::: EXERCISE DATA

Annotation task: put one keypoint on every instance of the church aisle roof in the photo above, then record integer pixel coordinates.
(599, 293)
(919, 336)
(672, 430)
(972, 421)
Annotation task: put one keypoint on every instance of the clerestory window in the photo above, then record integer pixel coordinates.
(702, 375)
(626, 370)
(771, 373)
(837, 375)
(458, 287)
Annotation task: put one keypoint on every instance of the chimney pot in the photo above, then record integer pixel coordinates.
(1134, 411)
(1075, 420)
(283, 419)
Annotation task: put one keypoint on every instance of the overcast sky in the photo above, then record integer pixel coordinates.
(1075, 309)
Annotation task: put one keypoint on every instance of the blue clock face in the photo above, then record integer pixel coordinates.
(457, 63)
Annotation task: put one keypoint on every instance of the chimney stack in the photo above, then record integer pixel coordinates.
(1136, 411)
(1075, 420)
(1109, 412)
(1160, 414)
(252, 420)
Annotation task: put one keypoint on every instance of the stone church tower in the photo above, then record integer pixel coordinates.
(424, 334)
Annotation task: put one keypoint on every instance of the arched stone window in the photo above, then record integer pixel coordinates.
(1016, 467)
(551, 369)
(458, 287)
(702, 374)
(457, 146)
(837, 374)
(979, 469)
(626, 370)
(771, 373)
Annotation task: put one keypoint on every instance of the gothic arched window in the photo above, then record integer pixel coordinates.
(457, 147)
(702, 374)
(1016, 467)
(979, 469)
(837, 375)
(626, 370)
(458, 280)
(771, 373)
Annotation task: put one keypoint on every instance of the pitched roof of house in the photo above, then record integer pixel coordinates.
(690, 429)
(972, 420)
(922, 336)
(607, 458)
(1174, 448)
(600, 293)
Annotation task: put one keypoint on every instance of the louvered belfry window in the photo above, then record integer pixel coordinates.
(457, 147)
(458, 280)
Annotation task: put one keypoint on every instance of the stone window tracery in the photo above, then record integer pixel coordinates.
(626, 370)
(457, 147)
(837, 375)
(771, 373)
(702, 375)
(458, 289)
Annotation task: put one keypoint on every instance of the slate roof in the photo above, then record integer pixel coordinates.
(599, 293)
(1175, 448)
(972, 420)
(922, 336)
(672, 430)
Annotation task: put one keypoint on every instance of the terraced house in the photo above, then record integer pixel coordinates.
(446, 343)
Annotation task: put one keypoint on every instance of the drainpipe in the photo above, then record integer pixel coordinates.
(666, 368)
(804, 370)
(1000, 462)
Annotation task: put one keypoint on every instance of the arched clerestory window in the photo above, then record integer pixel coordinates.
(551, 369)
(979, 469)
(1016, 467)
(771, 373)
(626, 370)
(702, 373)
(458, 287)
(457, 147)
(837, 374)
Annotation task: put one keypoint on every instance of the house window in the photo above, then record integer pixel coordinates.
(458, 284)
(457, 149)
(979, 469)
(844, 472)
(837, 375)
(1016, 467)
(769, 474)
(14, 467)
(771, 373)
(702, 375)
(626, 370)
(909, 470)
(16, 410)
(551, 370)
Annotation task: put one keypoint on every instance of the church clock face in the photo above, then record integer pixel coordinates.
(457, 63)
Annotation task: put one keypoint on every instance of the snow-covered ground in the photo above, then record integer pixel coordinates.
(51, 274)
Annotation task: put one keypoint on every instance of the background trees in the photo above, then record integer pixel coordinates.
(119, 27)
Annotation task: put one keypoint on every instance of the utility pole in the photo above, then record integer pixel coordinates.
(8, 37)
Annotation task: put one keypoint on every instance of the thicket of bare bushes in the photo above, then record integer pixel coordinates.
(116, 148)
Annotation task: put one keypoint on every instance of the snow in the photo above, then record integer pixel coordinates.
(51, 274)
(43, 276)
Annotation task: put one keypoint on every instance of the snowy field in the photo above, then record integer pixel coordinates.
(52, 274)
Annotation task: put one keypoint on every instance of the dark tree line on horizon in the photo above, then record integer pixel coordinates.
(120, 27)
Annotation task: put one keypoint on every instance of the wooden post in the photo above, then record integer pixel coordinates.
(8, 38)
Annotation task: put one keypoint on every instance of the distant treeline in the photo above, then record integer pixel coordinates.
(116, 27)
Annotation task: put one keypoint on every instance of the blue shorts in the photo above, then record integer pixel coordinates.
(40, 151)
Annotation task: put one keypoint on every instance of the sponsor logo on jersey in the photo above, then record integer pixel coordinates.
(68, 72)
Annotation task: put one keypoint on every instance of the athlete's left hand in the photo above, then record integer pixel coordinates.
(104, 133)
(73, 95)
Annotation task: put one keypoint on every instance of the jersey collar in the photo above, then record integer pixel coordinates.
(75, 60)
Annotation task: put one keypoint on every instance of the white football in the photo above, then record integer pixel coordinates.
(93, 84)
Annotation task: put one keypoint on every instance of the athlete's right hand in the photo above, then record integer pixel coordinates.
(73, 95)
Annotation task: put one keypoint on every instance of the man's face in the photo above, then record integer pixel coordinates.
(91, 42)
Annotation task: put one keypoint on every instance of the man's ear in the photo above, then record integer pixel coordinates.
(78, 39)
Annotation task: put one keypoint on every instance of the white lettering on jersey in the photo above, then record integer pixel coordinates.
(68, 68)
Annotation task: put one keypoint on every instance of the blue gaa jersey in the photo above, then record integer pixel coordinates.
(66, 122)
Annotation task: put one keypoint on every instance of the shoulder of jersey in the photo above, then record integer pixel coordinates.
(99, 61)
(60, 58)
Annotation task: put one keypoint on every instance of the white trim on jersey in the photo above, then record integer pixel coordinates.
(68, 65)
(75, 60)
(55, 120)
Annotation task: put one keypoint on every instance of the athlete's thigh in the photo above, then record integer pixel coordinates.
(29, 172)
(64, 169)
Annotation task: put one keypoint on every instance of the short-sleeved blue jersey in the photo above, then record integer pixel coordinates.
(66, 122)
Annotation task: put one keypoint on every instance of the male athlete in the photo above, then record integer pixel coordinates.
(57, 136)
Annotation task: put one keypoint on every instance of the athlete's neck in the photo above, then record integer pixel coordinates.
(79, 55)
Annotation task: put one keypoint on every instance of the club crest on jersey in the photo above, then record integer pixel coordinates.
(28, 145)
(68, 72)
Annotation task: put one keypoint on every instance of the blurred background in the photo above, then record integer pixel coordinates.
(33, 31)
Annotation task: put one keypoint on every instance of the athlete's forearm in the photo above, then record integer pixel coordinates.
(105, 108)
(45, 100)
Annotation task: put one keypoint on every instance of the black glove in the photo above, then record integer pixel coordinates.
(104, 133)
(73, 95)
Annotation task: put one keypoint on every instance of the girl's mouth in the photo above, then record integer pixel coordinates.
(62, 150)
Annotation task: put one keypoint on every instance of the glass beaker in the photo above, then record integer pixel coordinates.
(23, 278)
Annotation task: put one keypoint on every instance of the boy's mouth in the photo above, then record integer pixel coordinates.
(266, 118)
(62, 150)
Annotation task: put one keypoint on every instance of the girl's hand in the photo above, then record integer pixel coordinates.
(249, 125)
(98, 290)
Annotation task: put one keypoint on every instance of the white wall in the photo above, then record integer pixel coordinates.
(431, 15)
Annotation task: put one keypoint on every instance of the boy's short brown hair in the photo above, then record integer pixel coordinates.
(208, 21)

::::::

→ TASK TO COMPLETE:
From the line containing "the athlete's forearm" down to the final line of the data, write out every line exactly; both the first and last of these belong in your answer, and nothing else does.

→ FINISHED TASK:
Annotation task: put one keypoint on every instance of the athlete's forearm in the photo above, then record integer pixel coordinates.
(105, 108)
(45, 100)
Annotation task: put one keypoint on every instance of the black glove in the photo above, then record integer pixel coordinates.
(104, 133)
(73, 95)
Annotation task: put one keypoint on every instance of the girl's mouth in the photo above, then record integer pixel coordinates.
(62, 150)
Annotation task: put one keypoint on every instance of the glass beaker in the photo above, then record integer pixel coordinates.
(23, 278)
Annotation task: put one keypoint on every instance of the boy's mouth in the photo above, then record integer pixel coordinates.
(266, 118)
(62, 150)
Annotation task: put one keypoint on every instance of the girl's hand in the photo above, then record integer pixel coordinates.
(249, 125)
(98, 290)
Annotation task: put one keypoint on every instance of the white wall in the photo above, then record integer pixel coordinates.
(431, 15)
Annotation task: put one keypoint on every instance of the boy's short brown hair in the photo above, then record integer pixel coordinates.
(208, 21)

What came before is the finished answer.